== Records to process
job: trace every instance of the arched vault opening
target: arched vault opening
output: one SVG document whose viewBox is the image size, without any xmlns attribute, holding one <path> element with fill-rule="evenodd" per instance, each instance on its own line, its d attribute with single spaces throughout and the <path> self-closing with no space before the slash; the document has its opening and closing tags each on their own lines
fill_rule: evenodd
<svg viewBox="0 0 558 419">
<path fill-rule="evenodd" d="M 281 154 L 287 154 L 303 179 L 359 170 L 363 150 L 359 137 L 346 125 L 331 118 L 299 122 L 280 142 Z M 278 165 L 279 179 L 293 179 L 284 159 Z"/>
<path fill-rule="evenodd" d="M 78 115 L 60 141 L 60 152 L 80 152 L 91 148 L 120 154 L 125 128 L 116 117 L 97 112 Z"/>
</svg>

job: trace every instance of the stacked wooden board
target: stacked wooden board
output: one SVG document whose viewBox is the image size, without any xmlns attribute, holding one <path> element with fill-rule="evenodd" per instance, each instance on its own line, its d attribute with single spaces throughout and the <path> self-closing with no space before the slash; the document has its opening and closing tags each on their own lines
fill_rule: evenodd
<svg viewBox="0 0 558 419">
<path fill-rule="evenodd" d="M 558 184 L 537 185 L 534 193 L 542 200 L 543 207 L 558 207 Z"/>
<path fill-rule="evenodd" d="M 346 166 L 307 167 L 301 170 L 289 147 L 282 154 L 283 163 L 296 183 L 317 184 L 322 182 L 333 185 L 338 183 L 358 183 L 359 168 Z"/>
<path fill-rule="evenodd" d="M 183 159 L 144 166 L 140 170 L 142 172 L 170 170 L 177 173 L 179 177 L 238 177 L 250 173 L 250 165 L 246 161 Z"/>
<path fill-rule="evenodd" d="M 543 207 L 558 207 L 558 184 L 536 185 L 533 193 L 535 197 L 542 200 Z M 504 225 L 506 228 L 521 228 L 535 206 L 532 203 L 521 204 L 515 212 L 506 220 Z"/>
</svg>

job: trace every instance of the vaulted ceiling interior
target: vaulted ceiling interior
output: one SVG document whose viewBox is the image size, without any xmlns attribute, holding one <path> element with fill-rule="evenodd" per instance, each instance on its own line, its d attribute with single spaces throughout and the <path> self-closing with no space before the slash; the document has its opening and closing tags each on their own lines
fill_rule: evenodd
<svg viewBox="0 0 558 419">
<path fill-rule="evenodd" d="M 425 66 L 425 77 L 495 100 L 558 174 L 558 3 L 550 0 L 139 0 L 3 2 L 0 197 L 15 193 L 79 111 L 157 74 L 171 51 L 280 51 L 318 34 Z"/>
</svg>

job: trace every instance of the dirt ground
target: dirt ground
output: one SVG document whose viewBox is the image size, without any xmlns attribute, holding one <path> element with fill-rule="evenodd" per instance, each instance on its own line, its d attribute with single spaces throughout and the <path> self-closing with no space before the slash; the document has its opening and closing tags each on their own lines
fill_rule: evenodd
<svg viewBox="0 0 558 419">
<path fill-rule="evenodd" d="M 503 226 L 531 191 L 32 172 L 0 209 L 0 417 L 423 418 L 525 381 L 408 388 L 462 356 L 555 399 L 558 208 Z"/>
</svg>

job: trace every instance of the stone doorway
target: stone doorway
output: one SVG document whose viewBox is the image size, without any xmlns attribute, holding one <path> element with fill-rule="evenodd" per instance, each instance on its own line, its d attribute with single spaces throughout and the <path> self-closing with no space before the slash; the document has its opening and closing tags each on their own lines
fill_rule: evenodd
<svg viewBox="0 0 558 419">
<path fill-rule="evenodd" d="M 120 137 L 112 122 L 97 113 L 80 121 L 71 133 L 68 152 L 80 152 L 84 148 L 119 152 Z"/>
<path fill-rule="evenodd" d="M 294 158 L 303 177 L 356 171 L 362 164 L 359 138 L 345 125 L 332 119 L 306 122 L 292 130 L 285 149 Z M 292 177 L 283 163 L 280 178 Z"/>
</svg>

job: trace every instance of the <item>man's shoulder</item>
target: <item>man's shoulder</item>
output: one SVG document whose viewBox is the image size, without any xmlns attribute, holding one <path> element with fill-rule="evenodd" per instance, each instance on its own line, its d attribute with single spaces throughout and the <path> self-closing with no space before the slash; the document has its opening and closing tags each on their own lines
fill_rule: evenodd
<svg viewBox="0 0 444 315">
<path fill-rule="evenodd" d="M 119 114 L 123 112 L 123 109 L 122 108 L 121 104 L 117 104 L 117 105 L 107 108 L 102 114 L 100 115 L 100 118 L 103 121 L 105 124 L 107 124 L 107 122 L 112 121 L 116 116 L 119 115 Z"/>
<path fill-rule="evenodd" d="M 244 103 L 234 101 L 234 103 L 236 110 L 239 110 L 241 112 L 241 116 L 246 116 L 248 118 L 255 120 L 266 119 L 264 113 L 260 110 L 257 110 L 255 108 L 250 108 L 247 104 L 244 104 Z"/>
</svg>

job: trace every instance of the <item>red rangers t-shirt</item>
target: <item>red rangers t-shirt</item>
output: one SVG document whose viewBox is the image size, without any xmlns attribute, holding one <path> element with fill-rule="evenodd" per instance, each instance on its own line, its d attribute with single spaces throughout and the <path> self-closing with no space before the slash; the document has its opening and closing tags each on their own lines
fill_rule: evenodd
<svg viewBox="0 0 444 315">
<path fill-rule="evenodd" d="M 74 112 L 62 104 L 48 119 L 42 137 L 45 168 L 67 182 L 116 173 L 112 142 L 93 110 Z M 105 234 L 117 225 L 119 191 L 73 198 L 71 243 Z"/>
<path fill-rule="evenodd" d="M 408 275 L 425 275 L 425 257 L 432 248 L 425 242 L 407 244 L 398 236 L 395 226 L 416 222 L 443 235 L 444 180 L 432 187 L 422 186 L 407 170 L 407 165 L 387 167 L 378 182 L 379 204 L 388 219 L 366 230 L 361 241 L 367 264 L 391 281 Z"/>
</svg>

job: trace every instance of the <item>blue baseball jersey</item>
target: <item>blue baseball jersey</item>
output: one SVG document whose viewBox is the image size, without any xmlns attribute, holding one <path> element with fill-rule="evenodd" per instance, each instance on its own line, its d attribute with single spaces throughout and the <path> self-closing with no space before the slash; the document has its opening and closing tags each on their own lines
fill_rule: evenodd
====
* What the exercise asks *
Output only the lines from the one holding "job: trace every instance of the <item>red" through the last line above, exactly as they appear.

* Complete answer *
job: trace every instance of the <item>red rangers t-shirt</item>
target: <item>red rangers t-shirt</item>
output: one SVG document whose viewBox is the image size, without any xmlns attribute, holding one <path> element with fill-rule="evenodd" per instance, each instance on its own line, its d attribute with single spaces throughout and the <path> self-closing with no space before the slash; the document has its opening and closing tags each on their own lines
fill_rule: evenodd
<svg viewBox="0 0 444 315">
<path fill-rule="evenodd" d="M 74 112 L 62 104 L 48 119 L 42 137 L 45 168 L 67 182 L 116 173 L 112 142 L 93 110 Z M 105 234 L 117 225 L 119 191 L 73 198 L 71 243 Z"/>
<path fill-rule="evenodd" d="M 408 275 L 425 275 L 425 257 L 432 248 L 425 242 L 407 244 L 398 236 L 395 226 L 416 222 L 443 235 L 444 180 L 432 187 L 422 186 L 407 170 L 407 165 L 387 167 L 378 182 L 379 204 L 388 219 L 366 230 L 361 241 L 367 264 L 391 281 Z"/>
</svg>

job: trace every instance of the <item>blue baseball jersey</item>
target: <item>blue baseball jersey</item>
output: one SVG document whose viewBox is the image size, without any xmlns attribute, holding one <path> element with fill-rule="evenodd" per instance, each instance on its own line, its d attribute with single spaces throughout and the <path> self-closing with no space before the slash; the document has its opening and closing tags each on their own lines
fill_rule: evenodd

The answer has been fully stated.